===== INFORMATION PROVIDED =====

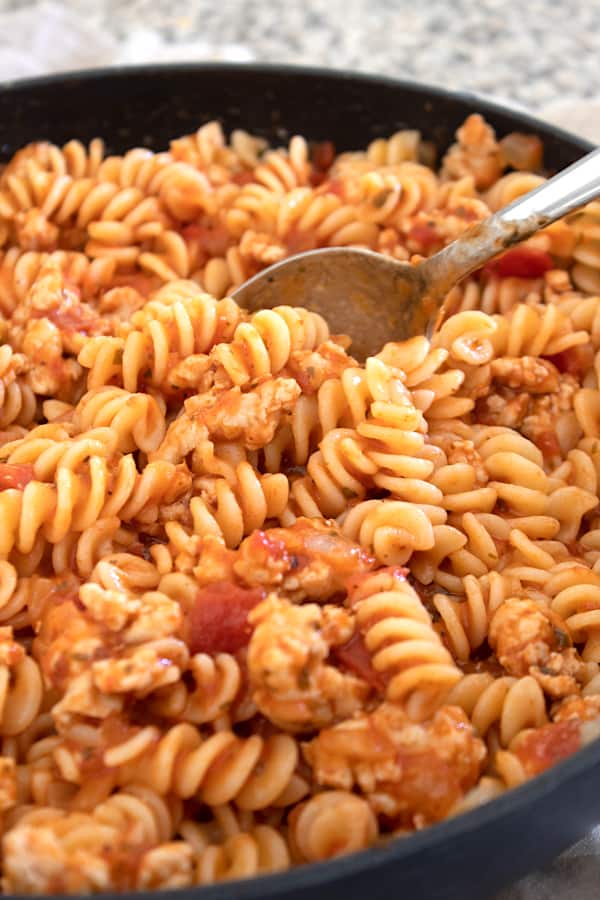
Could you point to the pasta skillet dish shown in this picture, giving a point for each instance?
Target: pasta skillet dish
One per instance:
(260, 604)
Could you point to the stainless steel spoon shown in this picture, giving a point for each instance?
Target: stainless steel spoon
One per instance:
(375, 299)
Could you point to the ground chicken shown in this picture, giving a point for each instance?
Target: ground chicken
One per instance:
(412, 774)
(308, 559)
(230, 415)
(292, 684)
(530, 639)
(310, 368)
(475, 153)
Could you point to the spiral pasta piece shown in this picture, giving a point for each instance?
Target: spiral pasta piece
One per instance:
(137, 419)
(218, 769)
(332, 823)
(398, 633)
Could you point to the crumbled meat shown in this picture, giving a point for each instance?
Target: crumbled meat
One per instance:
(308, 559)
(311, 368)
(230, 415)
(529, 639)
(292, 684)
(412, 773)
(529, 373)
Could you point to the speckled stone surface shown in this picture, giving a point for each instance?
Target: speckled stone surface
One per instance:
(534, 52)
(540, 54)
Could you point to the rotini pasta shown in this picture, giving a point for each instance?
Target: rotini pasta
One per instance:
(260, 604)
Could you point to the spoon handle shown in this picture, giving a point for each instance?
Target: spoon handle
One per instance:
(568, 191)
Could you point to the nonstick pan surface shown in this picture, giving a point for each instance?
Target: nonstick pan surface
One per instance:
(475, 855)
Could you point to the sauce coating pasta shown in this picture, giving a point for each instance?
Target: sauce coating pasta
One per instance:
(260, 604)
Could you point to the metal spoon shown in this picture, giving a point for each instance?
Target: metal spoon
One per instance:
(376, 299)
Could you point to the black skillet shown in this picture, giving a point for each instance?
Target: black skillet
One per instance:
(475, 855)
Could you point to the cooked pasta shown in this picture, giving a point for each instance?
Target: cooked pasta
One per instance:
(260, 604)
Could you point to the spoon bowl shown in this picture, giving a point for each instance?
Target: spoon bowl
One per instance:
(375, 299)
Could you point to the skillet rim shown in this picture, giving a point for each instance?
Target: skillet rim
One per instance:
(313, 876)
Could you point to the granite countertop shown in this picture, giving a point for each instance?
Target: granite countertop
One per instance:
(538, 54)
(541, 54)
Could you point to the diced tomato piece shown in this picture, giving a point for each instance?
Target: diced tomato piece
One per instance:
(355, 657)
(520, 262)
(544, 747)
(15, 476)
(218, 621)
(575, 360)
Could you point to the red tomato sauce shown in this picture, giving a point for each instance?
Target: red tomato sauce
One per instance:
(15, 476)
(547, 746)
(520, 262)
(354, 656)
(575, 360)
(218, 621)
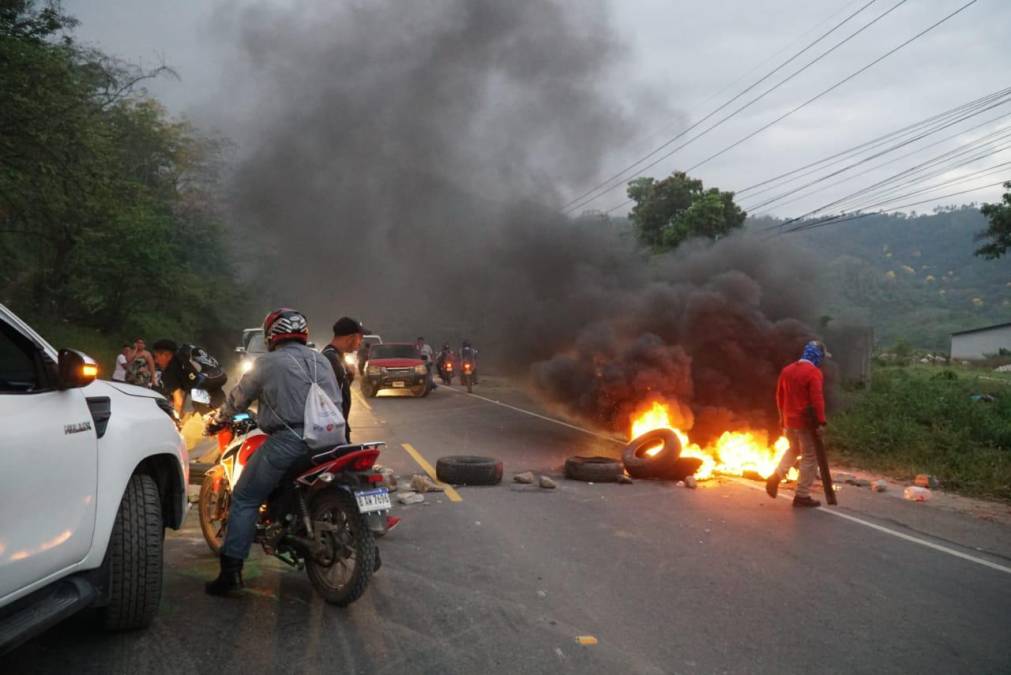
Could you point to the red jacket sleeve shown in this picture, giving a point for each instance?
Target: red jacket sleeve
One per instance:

=====

* _WHAT IS EXPECTED_:
The records above are to be reproduced exactly; the pictures are to be left out.

* _ANSWER TO THE TASK_:
Could you point to the pasta skillet dish shown in this picture, giving a point for each instance?
Target: pasta skillet dish
One per instance:
(260, 604)
Could you point to the stainless steel spoon shown in this picture, giving a point for each instance?
Target: stainless steel spoon
One per instance:
(375, 299)
Could you point to the ground chicken shown in this picture, giving a point for each instance?
Target: ground chicken
One per instance:
(412, 774)
(308, 559)
(230, 415)
(292, 684)
(530, 639)
(310, 368)
(475, 153)
Could you point to the spiral pasta piece shown in this picture, giving a point for each instance?
Target: spiral pasta piece
One per instance:
(137, 419)
(218, 769)
(332, 823)
(398, 633)
Could you point to the crumbled meat shown in this picture, giving a point for each instance?
Target: crumbled meat
One per instance:
(308, 559)
(311, 368)
(230, 415)
(529, 639)
(292, 684)
(412, 773)
(529, 373)
Could you point to the speckled stone surface shown in this picture, giving a point for each instance?
Target: speckled stone surface
One per instance:
(534, 52)
(540, 54)
Could you point to the rotini pasta shown in this picture, giving a point for each instance?
Target: rotini pasta
One per instance:
(260, 604)
Could you point to the spoon handle shown in this picture, giving a point for each instance?
Target: spoon handle
One per instance:
(568, 191)
Could you point to the nonstick pan surface shown in this picture, giving a point for each instance?
Target: nonstick pan surface
One per instance:
(475, 855)
Could you point to the sauce coating pasta shown in this picture, giving a point for each instance?
Target: sauce coating pasta
One per instance:
(260, 604)
Could you point to the metal spoon shown in this picture, giving a point for each instance?
Target: metal spoon
One per instance:
(376, 299)
Could you point to the black skillet shown in this picture, giving a point for each instance?
Target: black skillet
One per instance:
(475, 855)
Could you point to the cooked pasta shown in this picture, giving a point for each instance?
Target: cooked pasta
One per instance:
(260, 604)
Could you point to the spoon bowl shown in this picture, giving a point for each instance?
Target: spoon bowl
One per instance:
(375, 299)
Could you point to the skillet rim shown in this picture, giving a point for each instance?
Target: skillet rim
One per instance:
(313, 876)
Could you point to the granite countertop shown in this picture, giving a point for each instance?
Target: granite countertop
One per instance:
(538, 54)
(541, 54)
Could you point to the diced tomato piece shown in this picture, giving a point for each instance?
Target: diced tomato piece
One per instance:
(355, 657)
(520, 262)
(544, 747)
(15, 476)
(218, 621)
(575, 360)
Could you point to the red tomato sauce shown in this picture, giving a point for each instance?
Target: red tomato sauce
One per instance:
(15, 476)
(547, 746)
(520, 262)
(354, 656)
(575, 360)
(218, 621)
Could you point to the red jacket sleeve shown in this picture, giving a point for each instance?
Target: red jacket sleeve
One per instance:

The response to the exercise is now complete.